Extracted data entries

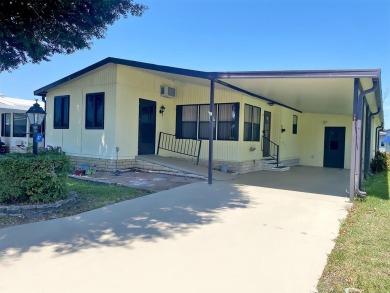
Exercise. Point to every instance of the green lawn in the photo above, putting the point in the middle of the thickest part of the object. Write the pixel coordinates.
(361, 257)
(91, 196)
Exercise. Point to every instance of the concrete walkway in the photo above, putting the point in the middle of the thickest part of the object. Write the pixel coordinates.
(232, 236)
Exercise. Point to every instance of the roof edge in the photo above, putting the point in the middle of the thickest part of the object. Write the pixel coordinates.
(168, 69)
(343, 73)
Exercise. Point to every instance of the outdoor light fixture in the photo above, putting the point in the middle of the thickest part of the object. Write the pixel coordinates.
(162, 110)
(35, 116)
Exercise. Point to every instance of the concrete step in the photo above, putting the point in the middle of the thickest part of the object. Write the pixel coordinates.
(280, 168)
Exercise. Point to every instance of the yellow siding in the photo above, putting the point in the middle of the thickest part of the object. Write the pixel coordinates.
(134, 84)
(124, 86)
(77, 140)
(312, 128)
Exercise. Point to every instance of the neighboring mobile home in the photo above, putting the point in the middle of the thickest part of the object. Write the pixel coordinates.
(16, 132)
(116, 109)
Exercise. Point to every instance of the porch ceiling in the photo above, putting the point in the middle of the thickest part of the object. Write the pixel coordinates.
(326, 95)
(313, 95)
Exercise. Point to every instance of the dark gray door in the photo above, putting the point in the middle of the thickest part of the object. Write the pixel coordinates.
(334, 147)
(146, 127)
(266, 133)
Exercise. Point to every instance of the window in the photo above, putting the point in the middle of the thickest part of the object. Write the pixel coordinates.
(295, 124)
(20, 125)
(228, 121)
(6, 124)
(192, 121)
(251, 123)
(186, 121)
(61, 112)
(204, 119)
(94, 111)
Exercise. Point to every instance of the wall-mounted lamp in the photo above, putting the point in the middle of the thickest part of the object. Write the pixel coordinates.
(162, 110)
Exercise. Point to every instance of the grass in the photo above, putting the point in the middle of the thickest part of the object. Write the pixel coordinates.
(361, 256)
(91, 196)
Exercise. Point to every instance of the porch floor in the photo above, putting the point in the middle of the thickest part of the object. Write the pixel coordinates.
(183, 166)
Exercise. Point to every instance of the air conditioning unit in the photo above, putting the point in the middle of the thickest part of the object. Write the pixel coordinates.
(168, 92)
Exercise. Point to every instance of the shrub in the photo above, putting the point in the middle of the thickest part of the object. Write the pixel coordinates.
(25, 178)
(379, 163)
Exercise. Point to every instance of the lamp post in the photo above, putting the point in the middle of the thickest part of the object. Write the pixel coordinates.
(35, 116)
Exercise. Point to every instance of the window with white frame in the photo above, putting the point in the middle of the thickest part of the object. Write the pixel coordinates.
(251, 123)
(192, 121)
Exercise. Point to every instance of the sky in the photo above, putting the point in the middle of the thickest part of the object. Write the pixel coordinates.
(234, 35)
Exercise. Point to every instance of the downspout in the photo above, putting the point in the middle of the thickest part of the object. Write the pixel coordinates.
(44, 100)
(357, 139)
(378, 128)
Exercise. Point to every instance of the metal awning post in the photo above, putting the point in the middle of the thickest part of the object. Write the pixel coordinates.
(211, 131)
(356, 143)
(354, 146)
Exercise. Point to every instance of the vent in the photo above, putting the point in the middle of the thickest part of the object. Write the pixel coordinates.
(168, 92)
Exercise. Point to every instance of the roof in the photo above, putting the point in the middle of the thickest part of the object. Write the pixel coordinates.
(317, 91)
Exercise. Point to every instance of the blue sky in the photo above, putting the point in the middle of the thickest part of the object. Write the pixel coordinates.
(225, 35)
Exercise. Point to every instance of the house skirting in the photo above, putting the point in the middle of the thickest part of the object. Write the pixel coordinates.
(234, 167)
(111, 165)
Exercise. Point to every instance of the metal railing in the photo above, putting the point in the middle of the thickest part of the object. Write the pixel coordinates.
(184, 146)
(273, 149)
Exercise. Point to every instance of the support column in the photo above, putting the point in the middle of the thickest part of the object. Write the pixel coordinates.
(356, 144)
(354, 147)
(211, 132)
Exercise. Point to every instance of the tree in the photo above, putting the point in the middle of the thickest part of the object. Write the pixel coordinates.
(34, 30)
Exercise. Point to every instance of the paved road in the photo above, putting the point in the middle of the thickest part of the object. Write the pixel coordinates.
(227, 237)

Work order
Write out the data word for word. Any picture is to be skipped.

Exercise output
Exercise. Point to every instance of the green lawn in the photo above, putting the point in the middle of the thickest part of the object. Write the pixel coordinates.
(361, 257)
(91, 196)
Exercise. Point to every instance of the concrete walkway in the photo above, putting the point in the middle of the thickest part of the object. Write the pixel coordinates.
(232, 236)
Exercise. Point to every instance of the roof edge in the photo above, putting the point in the middle of the thickest part of the object. Write the pixel coordinates.
(168, 69)
(343, 73)
Exercise. Point to every instance of the outdoor light fixture in the photo above, putting the point in the middle of the thickest part of the object. Write the pixel coordinates.
(162, 110)
(35, 116)
Exercise. Point to every instance of the concrete step in the photo above, putting the point in the middle of the thickest part of the object. Write the pixel coordinates.
(280, 168)
Exercise. Point to every instance of the yellow siding in the photo above, putting the point in the middle of the thickest part of the object. Write the pixel coordinates.
(134, 84)
(124, 86)
(77, 140)
(312, 128)
Exercise. Point to every instance of the neighboring mobile home in the photo above, putting the point in the middle of the thickest part of the object. Write the pixel coordinates.
(16, 132)
(116, 109)
Exercise. Point to every instance of the porch ceiling in the photo above, putting the point in the middle of the thickest part of the object. Write the pixel coordinates.
(326, 95)
(313, 95)
Exercise. Point to every instance of the dark gray door in the photo above, putting the point in the middle of the thickest part of the object. Write the pixel coordinates.
(334, 147)
(146, 127)
(266, 133)
Exercise. Point to every instance of the window in the photo above, putting the point in the middle of the thickest part of the object. Write the pixel coordinates.
(295, 124)
(20, 125)
(228, 121)
(6, 124)
(192, 121)
(251, 123)
(186, 121)
(61, 112)
(204, 119)
(94, 111)
Exercise. Point to every instance of the wall-mounted lamp in the photo above, putting the point in the middle of the thickest part of the object. Write the pixel coordinates.
(162, 110)
Exercise. Point to every instance of the grass in the photo above, putting the point in the middle of the thickest part of the object. Write the pixel coordinates.
(361, 256)
(91, 196)
Exercise. Point to every instance of the porch floor in the photo above, putting the point in the middle of the thickest part of the object. Write the pixel coordinates.
(183, 166)
Exercise. Point to every instance of the air conditioning unit in the photo above, putting the point in the middle of the thickest part of the object. Write the pixel coordinates.
(168, 92)
Exercise. Point to every instance of the shrub in the photo above, putting the point in the middle of the thickest part of the object. Write the pixel coordinates.
(25, 178)
(379, 163)
Exercise. Point to every instance of the lamp post in the photo above, putting the point in the middle of the thickest part of the object. Write the pixel coordinates.
(35, 116)
Exercise. Point to every instance of the window with white frame in the photo above, putting the point in the middle of the thickest part of the object. Write the pixel coordinates.
(251, 123)
(192, 121)
Exercise. Point to every instance of the sky in the photo above, putting the point in the middle of the thickest part of the object. Write the pixel coordinates.
(234, 35)
Exercise. Point to every instance of the downspout in the photo above, putting the point in the middle of the thickest part of the object. Write the pixel coordinates.
(44, 100)
(357, 139)
(378, 128)
Exercise. Point to every instance of the metal awning post in the photo above, putting the point in the middle of the thickest part of the object. Write the pixel coordinates.
(211, 131)
(356, 143)
(354, 146)
Exercise. Point to every instance of the vent in the photo above, putting the point in the middle of the thickest part of the object. Write the pixel coordinates.
(168, 92)
Exercise. Point to every instance of the roof in the photo above, putting the point in the middle of the thickest part of the object. Write the pixel coordinates.
(317, 91)
Exercise. Point to every instance of the blue sky in the photo above, putting the point in the middle of the thickest part of the object. Write the pixel coordinates.
(225, 35)
Exercise. Point to every instance of the house skirting in the photo above, putting the point in the middle of the thickest part of the object. Write the pixel coordinates.
(234, 167)
(111, 165)
Exercise. Point to every instance of the metal railing in the photo above, putting the point in the middle of the thickest part of the object. Write the pixel coordinates.
(184, 146)
(273, 149)
Exercise. Point to every instance of the support column in the photo above, putting the point in the middle of the thickest part of the object. Write the pixel coordinates.
(356, 144)
(354, 147)
(211, 132)
Exercise. Point to every instance of the tree in the photo above, putting the point in the middle of the thickest part of the object. Write the pixel coordinates.
(34, 30)
Exercise. Point to every instance of the paved road in the photo above, putting the point in the middle of the thickest part of the object. Write the pixel coordinates.
(227, 237)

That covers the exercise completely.